What is naive inlining?  Inlining without measuring the gain?  Doing any
program transform on the thought that it might help is known to be a bad
strategy.  Why pick on inlining?

On a more general note, I would guess that part of the reason you are down
on inlining is because your local coding style has the programmer
automatically providing the inlining, instead of writing in a more
procedural and abstract form.  Therefore you see plus or minus 20%
performance changes.  In both CLU style and Lisp style programming,
inlining of small functions yields large performance gains.

Your other arguments are not so clear cut.

   CODE GROWTH:
   Replicating procedure bodies in many places.  Can have bad effects
   on paging, TLB, I-Cache.  (however, may improve locality sometimes.)
   Hurts compile-time, since optimizers are pretty sensitive to code size.

For small procedures, code growth is minimal.  Inlining decreases data
shuffling and other overhead.  As I-Caches get bigger the slightly
increased code size becomes less and less important.

   REGISTER PRESSURE:
   Call sites are natural places to spill lots of registers.
   Register allocators are rarely able to achieve the same efficiency.

This merely means we have to make better register allocators.

   MASSIVE RECOMPILATION:

   When you edit an inlined routine, you've got to recompile everyone
   that calls the routine.  On big programs (say an OS or perhaps a
   reservor simulator), this is a Bad Thing.

But you have to recompile a program of any size when a structure
declaration changes.  Why persecute functions and not structures?  You
have to draw the line somewhere, but you should be aware that you are
drawing a line in a place that someone else may not agree with.

   INLINING ISN'T AS GOOD AS INTERPROCEDURAL ANALYSIS: ...

Inlining + interprocedural analysis > just interprocedural analysis.
Also, if one isn't doing interprocedural analysis, inlining is the next
best thing.

   Inlining is ineffective

As I state above, this really is a function of how programs are written.
For your local writing style and compiler this may be true.  

   Obviously, inlining is not completely Evil.
   However, I think it has been over-sold and over-used.
   This is a little attempt to even the balance.

Your argument boils down to: inlining doesn't help our code, and makes our
tools less useful.  For other people's code and tools, inlining is can be
vital.  For example, CLU code would run much slower if the compiler didn't
inline small functions.  I know production C++ programmers who turn on
inlining in the last stages of developement (I am thinking in particular
of developers at a computer company working on a large experimental OS).
I don't remember the speedups they get, but it's substantial enough to
warrant using inlining even though it hurts debugging.

I suspect that the reason is that there is disagreement on this issue is
that neither of us are quantifying what is being inlined.  I would buy
your arguments for larger procedures, and you would probably buy mine for
smaller procedures.

* Data excerpt *
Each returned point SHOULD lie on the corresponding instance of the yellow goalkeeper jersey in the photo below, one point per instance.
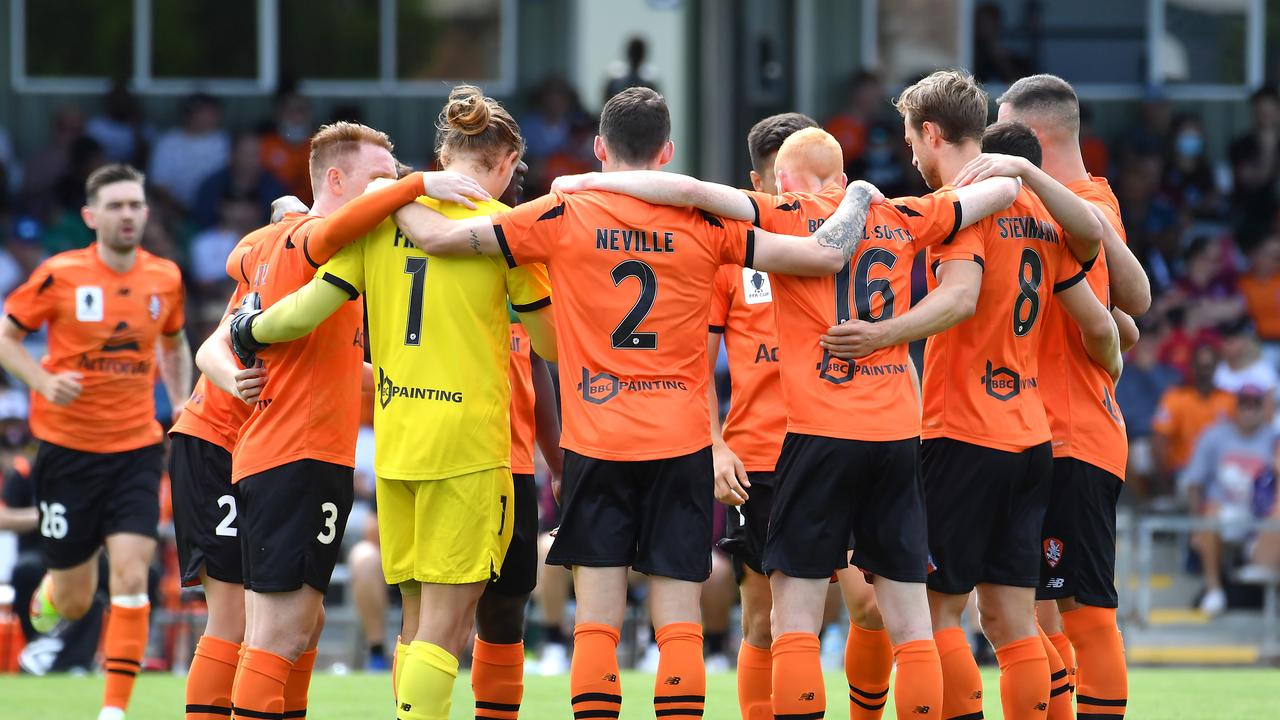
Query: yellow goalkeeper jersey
(439, 343)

* Objectives *
#1 List every heading in the text on inlining that is written entirely in capital letters.
#2 From the text on inlining, write out the passage that begins at the words "For small procedures, code" and ends after the words "lots of registers.".

* Answers to the exercise *
#1
CODE GROWTH
REGISTER PRESSURE
MASSIVE RECOMPILATION
INLINING ISN'T AS GOOD AS INTERPROCEDURAL ANALYSIS

#2
For small procedures, code growth is minimal.  Inlining decreases data
shuffling and other overhead.  As I-Caches get bigger the slightly
increased code size becomes less and less important.

   REGISTER PRESSURE:
   Call sites are natural places to spill lots of registers.